- **WORK REQUIRED**:
Copy the records below exactly as they are written.

- **DATA PROVIDED**:
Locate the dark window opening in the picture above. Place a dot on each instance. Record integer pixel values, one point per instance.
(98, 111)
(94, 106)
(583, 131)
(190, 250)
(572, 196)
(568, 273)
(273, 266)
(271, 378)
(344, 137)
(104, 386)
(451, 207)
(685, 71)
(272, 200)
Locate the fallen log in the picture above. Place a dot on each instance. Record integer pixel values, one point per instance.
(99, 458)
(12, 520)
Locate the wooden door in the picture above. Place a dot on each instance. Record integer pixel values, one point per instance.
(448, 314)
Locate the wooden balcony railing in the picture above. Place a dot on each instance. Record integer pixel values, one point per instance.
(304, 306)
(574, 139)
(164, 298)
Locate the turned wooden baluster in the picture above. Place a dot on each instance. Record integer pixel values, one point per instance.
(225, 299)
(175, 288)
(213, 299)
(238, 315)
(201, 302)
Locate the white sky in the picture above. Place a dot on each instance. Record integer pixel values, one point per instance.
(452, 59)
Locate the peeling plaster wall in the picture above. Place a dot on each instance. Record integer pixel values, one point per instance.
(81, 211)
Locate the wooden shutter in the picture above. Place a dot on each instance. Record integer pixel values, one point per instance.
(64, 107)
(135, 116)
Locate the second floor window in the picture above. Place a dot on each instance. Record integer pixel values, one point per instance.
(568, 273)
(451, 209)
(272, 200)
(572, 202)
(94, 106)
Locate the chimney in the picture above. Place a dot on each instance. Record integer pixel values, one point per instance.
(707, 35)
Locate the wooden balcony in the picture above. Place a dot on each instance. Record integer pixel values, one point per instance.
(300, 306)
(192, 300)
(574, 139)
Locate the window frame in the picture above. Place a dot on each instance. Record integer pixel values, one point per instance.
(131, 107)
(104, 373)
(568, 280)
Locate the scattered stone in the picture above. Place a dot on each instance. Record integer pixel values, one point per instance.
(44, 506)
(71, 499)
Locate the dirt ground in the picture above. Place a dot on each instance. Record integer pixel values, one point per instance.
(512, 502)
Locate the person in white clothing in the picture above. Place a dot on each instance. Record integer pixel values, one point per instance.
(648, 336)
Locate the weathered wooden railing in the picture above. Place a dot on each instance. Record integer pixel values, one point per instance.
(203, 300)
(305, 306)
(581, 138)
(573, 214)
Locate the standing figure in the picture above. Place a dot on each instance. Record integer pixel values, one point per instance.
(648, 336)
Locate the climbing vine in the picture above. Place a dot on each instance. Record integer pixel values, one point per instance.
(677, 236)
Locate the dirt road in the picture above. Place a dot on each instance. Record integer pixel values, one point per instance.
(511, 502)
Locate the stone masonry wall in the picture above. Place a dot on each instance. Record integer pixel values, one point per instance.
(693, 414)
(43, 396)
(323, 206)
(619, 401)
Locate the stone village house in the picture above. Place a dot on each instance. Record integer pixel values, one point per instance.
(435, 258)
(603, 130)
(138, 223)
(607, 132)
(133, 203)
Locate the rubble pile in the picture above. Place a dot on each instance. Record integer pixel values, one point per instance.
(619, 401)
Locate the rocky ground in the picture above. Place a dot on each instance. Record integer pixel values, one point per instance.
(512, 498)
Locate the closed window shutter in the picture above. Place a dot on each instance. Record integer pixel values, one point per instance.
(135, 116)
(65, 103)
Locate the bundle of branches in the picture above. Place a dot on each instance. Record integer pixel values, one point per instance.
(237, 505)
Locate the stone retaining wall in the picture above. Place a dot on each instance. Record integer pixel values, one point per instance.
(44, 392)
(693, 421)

- **RESULT OF THIS TASK**:
Locate the dark window opening in the picture above. Place a dot on each instance. Record integer pixel values, one point per instance.
(98, 111)
(94, 106)
(583, 131)
(190, 250)
(572, 196)
(568, 273)
(273, 266)
(271, 378)
(344, 137)
(104, 386)
(451, 207)
(685, 71)
(272, 200)
Locate the fallen log in the picture above. Place a dot on each instance. Record integer pixel values, one point per instance.
(99, 458)
(12, 520)
Locate the wooden door in the picture above. Place a dot on each instance. Record integer pixel values, one point per instance.
(448, 314)
Locate the wooden balcony railing in the picture above. Place a dot on each instance. Record integer pixel values, one point per instance.
(304, 306)
(574, 139)
(164, 298)
Locate the turned wooden baluster in the picture above. Place a dot on each instance. Record integer pixel values, one point per instance.
(225, 299)
(175, 288)
(213, 299)
(238, 315)
(201, 302)
Locate the white sky in the picture above. Place a dot on each instance. Record integer pixel values, one point per instance.
(452, 59)
Locate the peeling plaster wall in the picture above. Place a dot on each instance. Record integer pixel values, one point per instance.
(81, 211)
Locate the wooden shutter in the picture above. Place a dot on each instance. Record integer pixel values, one point per instance.
(64, 107)
(135, 116)
Locate the second floor window in the picture above. Place a dot on each instance. Record integer pixel values, one point per instance.
(568, 273)
(451, 209)
(272, 200)
(572, 202)
(94, 106)
Locate the chimney in the picture above. Place a dot on each instance. Record integer pixel values, one point per instance.
(707, 35)
Locate the wooden balcony in the picture above. Place a dot on each instance. Record integer pixel values, one point per instance.
(300, 306)
(192, 300)
(574, 139)
Locate the window frame in the picture above. Place a dot on each instance. Record integer pixel values, one point per instance.
(131, 107)
(104, 373)
(568, 280)
Locate the scattered stone in the picture above. Place a dot on each instance. Record integer pixel values, one point per instance.
(44, 506)
(71, 499)
Locate the dirt ground in the picture above. Place a dot on each instance. Record integer pixel values, one point per instance.
(512, 502)
Locate the person in white clothing in the picture above. Place a dot on each instance. Record integer pixel values, one point per instance.
(648, 336)
Locate the weathered wooden railing in the picture above. Place a dot on each instance. Record integer pixel values, one point per instance.
(203, 300)
(305, 306)
(581, 138)
(573, 214)
Locate the standing figure in the picture above. Place a dot on each instance. Record integer pixel values, one point per instance.
(648, 336)
Locate the climbing vine in the picture above. Place a dot on each instance. Record integer pixel values, one point per instance.
(677, 236)
Locate the dirt road in the picture above. Place a dot on each instance. Record integer pixel values, one point per instance.
(511, 502)
Locate the stone masonry wall in the picture above. Place a dot on each instance. Record integer pixel values, one point per instance.
(693, 414)
(43, 396)
(323, 206)
(619, 401)
Locate the stone village house in the picture above. Place a dot on each instance. Record integer pixel values, one point per instance.
(435, 258)
(603, 130)
(138, 223)
(607, 132)
(133, 203)
Locate the rubble pile in the picture above. Place a dot on each instance. Record integer pixel values, one point per instance.
(619, 401)
Locate the rocky ground in the picture above. Place a dot on each instance. Record integer pixel values, one point per instance.
(512, 498)
Locate the closed window shutter in the picture above. Place a dot on each instance. Record integer pixel values, one point per instance.
(135, 116)
(65, 103)
Locate the bundle of branches in the picture above. Place a dot on each instance. Record integer pixel values, one point per instance.
(237, 505)
Locate the stone retaining wall in the picture above. Place a dot on each instance. Record integer pixel values, one point per instance.
(44, 392)
(693, 421)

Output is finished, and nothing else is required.